#### [Instructions to follow]
Arrange the listing below, from the line containing "the airstair step" through its last line, as a Markdown table with the columns Row and Line. Number each line in the Row column and leave out blank lines.

(Stored records)
━━━━━━━━━━━━━━━━

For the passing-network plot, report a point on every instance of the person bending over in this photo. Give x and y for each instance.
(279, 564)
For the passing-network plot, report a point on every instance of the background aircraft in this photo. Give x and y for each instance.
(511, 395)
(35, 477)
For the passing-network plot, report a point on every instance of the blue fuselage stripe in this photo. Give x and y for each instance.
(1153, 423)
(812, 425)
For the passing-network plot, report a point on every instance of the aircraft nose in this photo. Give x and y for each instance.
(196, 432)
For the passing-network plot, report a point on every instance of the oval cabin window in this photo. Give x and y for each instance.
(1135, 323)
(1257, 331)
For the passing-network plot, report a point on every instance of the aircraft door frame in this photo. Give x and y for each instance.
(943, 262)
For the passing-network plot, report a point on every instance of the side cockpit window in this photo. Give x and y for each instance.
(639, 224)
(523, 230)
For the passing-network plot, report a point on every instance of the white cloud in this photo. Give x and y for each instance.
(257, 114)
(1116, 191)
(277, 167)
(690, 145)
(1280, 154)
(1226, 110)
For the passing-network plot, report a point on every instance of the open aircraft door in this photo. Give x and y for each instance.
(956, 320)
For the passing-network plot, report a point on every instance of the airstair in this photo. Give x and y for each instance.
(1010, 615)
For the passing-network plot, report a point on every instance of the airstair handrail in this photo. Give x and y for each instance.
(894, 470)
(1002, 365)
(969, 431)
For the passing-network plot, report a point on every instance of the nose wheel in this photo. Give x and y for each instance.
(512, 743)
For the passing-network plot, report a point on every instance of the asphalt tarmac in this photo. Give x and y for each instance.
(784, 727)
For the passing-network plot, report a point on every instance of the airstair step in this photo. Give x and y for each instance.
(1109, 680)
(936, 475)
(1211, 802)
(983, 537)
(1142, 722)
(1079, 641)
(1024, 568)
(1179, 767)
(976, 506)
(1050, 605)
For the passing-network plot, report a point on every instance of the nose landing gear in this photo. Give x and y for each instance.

━━━━━━━━━━━━━━━━

#### [Correct result]
| Row | Line |
|---|---|
| 1 | For the passing-network plot, report a point on every instance of the airstair step in this photo. Give x and y for each instance. |
| 2 | (1109, 680) |
| 3 | (936, 475) |
| 4 | (1211, 802) |
| 5 | (983, 537) |
| 6 | (1142, 722) |
| 7 | (1079, 641) |
| 8 | (1024, 568) |
| 9 | (1179, 767) |
| 10 | (976, 506) |
| 11 | (1050, 605) |
| 12 | For the passing-network plot, report a point on every instance of the nose landing gear in this photo. Give x and y for each instance. |